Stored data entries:
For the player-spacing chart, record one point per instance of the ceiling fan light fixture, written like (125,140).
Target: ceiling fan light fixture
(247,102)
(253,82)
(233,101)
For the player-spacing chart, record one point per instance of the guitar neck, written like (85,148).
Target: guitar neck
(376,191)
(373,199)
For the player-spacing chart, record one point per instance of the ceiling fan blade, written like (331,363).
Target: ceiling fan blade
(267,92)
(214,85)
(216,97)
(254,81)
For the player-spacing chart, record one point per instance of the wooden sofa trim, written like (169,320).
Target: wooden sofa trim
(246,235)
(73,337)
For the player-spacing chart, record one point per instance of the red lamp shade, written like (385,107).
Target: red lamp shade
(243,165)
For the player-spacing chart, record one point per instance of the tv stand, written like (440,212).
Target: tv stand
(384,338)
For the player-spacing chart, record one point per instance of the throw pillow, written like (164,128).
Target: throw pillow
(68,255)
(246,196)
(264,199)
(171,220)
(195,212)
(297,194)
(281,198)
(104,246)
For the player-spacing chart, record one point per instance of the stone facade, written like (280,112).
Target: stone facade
==
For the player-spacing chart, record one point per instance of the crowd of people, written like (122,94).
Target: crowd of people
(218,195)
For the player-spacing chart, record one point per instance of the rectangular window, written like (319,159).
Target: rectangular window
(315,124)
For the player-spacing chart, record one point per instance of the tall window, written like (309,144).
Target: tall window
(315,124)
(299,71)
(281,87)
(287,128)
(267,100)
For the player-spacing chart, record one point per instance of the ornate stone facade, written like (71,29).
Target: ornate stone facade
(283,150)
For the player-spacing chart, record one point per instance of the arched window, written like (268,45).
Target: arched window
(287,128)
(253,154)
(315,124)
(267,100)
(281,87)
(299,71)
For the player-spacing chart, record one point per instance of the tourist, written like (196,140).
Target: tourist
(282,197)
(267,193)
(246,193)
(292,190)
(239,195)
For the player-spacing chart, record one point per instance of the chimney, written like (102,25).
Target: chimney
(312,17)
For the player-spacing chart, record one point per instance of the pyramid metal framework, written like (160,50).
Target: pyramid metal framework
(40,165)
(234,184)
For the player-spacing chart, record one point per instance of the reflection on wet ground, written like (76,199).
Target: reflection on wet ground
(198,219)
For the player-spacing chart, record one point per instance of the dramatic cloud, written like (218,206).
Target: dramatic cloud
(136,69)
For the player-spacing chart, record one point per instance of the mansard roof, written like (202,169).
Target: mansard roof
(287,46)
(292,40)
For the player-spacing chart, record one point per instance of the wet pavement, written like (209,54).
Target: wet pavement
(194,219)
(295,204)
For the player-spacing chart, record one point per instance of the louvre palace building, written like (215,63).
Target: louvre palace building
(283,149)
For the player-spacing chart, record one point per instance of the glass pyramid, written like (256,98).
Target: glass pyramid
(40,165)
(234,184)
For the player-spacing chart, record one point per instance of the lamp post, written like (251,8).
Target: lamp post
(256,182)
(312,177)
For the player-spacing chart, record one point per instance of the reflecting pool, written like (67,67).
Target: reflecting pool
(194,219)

_Short exercise:_ Count how many lines of the data above contain the word "building", and reply with the number alone.

_Response to this exercise:_ 2